== RECORDS FOR THE EXERCISE

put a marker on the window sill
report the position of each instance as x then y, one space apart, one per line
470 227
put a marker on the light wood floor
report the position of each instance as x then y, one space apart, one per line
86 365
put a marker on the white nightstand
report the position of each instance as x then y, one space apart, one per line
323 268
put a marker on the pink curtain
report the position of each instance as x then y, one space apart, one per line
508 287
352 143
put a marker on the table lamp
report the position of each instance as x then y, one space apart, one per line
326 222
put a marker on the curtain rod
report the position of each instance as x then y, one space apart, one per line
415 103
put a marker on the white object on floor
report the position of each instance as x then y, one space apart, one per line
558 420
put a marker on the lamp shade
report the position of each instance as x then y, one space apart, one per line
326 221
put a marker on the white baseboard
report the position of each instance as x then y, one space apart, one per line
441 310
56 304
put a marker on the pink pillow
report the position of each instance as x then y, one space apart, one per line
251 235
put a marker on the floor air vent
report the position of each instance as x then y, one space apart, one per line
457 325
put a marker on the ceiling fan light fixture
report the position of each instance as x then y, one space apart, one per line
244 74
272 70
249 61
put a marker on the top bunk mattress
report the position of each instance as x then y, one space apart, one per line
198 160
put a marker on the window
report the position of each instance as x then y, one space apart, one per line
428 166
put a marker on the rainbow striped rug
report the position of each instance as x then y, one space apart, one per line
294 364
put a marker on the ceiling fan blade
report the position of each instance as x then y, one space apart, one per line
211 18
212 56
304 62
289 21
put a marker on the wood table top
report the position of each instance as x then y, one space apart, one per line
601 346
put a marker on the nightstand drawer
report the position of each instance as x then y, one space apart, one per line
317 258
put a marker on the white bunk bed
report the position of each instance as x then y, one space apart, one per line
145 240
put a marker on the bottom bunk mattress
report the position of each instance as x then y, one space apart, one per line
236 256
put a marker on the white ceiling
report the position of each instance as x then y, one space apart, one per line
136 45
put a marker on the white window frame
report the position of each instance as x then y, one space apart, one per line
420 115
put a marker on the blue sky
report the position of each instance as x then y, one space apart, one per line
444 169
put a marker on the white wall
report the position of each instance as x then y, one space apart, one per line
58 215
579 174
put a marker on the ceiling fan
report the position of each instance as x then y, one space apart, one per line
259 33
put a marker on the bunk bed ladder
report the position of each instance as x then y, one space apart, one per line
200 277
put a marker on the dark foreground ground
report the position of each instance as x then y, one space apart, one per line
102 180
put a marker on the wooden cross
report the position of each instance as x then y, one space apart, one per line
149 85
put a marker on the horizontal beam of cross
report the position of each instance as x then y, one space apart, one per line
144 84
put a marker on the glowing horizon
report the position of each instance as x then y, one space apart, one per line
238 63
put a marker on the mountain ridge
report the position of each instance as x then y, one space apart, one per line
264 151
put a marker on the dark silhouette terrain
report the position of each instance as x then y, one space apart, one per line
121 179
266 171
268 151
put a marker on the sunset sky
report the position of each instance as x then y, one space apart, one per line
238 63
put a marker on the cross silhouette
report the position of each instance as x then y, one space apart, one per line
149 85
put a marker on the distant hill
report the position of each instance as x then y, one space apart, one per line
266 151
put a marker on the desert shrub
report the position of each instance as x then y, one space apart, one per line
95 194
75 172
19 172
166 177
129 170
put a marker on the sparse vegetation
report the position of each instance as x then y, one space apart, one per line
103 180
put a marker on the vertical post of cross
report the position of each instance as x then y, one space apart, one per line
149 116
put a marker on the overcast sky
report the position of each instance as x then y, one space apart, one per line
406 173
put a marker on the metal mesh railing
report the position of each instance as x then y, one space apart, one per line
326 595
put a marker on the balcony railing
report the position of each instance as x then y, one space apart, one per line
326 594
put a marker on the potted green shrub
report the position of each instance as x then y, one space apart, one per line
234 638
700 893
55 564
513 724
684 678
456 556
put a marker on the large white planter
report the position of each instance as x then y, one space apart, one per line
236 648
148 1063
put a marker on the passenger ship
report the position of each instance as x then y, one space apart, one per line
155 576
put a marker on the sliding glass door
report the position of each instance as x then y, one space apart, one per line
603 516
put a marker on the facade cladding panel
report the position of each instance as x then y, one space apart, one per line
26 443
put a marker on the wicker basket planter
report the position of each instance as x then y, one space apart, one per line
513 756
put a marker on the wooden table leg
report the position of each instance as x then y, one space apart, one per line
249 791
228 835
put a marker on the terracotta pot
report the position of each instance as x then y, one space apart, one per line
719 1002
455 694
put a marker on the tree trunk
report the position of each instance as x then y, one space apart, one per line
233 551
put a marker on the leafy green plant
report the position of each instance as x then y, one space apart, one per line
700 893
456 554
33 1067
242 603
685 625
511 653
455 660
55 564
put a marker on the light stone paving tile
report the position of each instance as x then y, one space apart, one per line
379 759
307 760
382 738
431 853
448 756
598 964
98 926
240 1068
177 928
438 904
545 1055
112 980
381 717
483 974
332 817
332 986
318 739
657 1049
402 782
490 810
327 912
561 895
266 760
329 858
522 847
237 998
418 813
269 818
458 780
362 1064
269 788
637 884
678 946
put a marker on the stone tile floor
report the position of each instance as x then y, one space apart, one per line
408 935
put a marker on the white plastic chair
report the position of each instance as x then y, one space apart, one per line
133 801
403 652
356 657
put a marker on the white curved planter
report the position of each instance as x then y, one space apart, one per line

====

CHALLENGE >> Retype all of the entries precisely as they are.

ANSWER >>
put a marker on the window sill
report the position of each instance as x then y, one space apart, one per line
470 227
put a marker on the light wood floor
report the position of each instance as x then y, one space apart, one per line
86 365
put a marker on the white nightstand
report the position of each instance as x then y, one space apart, one per line
323 268
put a marker on the pink curtain
report the position of each instance as x then y, one space apart, one per line
508 287
352 143
put a marker on the table lamp
report the position of each instance as x then y, one space apart, one per line
326 222
put a marker on the curtain rod
report the position of each instance as x then y, one space apart, one per line
415 103
put a marker on the white object on floor
report the position of each instance as x then y, one space apart, one per line
558 420
put a marker on the lamp shade
report the position of each instance as x then y, one space apart, one per line
326 221
put a marker on the white baseboard
report the position of each instance as x then y, one space apart, one per line
441 310
56 304
put a marker on the pink pillow
report the position of each instance as x then y, one space apart, one per line
251 235
put a marker on the floor air vent
report the position of each instance as x then y, one space apart, one per line
457 325
put a marker on the ceiling fan light fixture
report the position of each instance as x then y, one space apart, one per line
244 74
272 70
249 61
put a marker on the top bunk mattress
report the position of each instance as x then y, one space apart, one per line
198 160
put a marker on the window
report the position of each instance as x then y, one space apart, one per line
428 166
put a marker on the rainbow striped rug
report the position of each instance as x then y, one space apart, one per line
294 364
put a marker on the ceiling fan blade
report the position of each instance as x then y, one space apart, one per line
211 18
212 56
304 62
289 21
put a marker on the wood table top
report the position of each instance as x then y, one space apart, one per line
601 346
put a marker on the nightstand drawer
report the position of each instance as x then y, one space apart, one per line
317 258
put a marker on the white bunk bed
report the position of each instance as x then y, one space apart, one per line
145 240
put a marker on the bottom bunk mattress
report the position of each instance as x then y, one space apart, one per line
236 256
put a marker on the white ceiling
report the position of each instance as x then y, one space apart, one per line
136 45
put a marker on the white window frame
report the position of each instance as x then y, one space apart, one per line
420 115
put a marker on the blue sky
report the position of each instance as x then y, one space apart, one per line
444 169
put a marker on the white wall
report the position of each instance as x then y, one space apart, one per line
58 215
579 174
put a marker on the ceiling fan
report the position of each instance as x then y, one space apart, one per line
259 33
put a marker on the bunk bed ladder
report the position of each instance as x then y, one space apart, one per line
200 277
put a marker on the dark foreground ground
report the position of each instance as x then y, one space apart, one per line
102 180
put a marker on the wooden cross
report the position of each instance as x then y, one space apart, one per line
149 85
put a marker on the horizontal beam of cross
report the position of each instance as x then y, one space apart, one per line
144 84
put a marker on the glowing horizon
report the position of each instance as x then y, one space apart, one per line
238 63
put a marker on the mountain ridge
report the position of each instance as x then y, one space apart, one per line
264 151
put a marker on the dark silhouette terrain
report the position of each instance as x then y, one space apart, one per line
121 179
266 171
268 151
put a marker on the sunset sky
report the position of each instance as x then y, one space apart, one per line
238 63
put a marker on the cross silhouette
report the position of each instance as x then y, one space apart, one per line
149 85
put a marker on the distant hill
report the position of each instance as x then y, one space apart, one per line
266 151
put a marker on the desert shrub
report the position of each instance as x then y, one space apart, one per line
95 194
75 172
19 172
166 177
129 170
put a marker on the sparse vegetation
report the position of each instance as x then y, one space apart, one per line
103 180
put a marker on the vertical post of cross
report the position of each instance as x then y, one space apart, one per line
149 116
put a marker on the overcast sky
report the position of each instance as x then y, one space apart, one per line
406 173
put a marker on the metal mesh railing
report the position of each instance as x then y, one space apart, one per line
326 595
put a marker on the balcony railing
report the position of each instance as x then y, one space apart, one per line
326 594
put a marker on the potted green shrub
report the position of each instance as x then y, one space apart, one per line
234 638
700 893
55 564
513 724
684 678
456 556
put a marker on the large white planter
report the position of each instance as x then y, one space apart, one per line
236 648
148 1063
put a marker on the passenger ship
report the position of each instance as x then y, one space apart, one per line
155 576
put a marker on the sliding glass door
report the position of each instance as x then y, one space apart, one per line
603 516
put a marker on the facade cladding panel
report the position of each instance as x then y, one space apart, one per line
26 443
put a marker on the wicker basket planter
report the position of each instance as x then y, one space apart, one per line
513 756
put a marker on the wooden table leg
report the position of each instance as x then y, one space apart, one per line
249 791
228 835
put a marker on the terracotta pot
report the position of each instance as x then y, one space apart, one per line
719 1002
455 694
put a marker on the tree trunk
report the position of each instance as x then y, one space apart, one per line
233 551
put a marker on the leafy green plant
report the position of each instance as x then y, one space apart, one per line
700 893
456 554
33 1067
242 603
685 625
511 653
455 660
55 564
put a marker on the light stone paving tile
report the position of each instance as x then y, one space apart, one per line
379 759
307 760
382 738
431 853
448 756
598 964
98 926
240 1068
177 928
438 904
545 1055
112 980
381 717
483 974
332 817
332 986
318 739
657 1049
402 782
490 810
327 912
561 895
266 760
329 858
522 847
237 998
418 813
269 818
458 780
362 1064
269 788
637 884
678 946
put a marker on the stone tile floor
report the position of each instance as x then y, one space apart, one per line
408 935
put a marker on the white plastic chair
report the position of each instance as x then y, one space apart, one per line
133 801
403 652
356 657
put a marker on the white curved planter
report the position of each instance as x then y, one space apart, one per line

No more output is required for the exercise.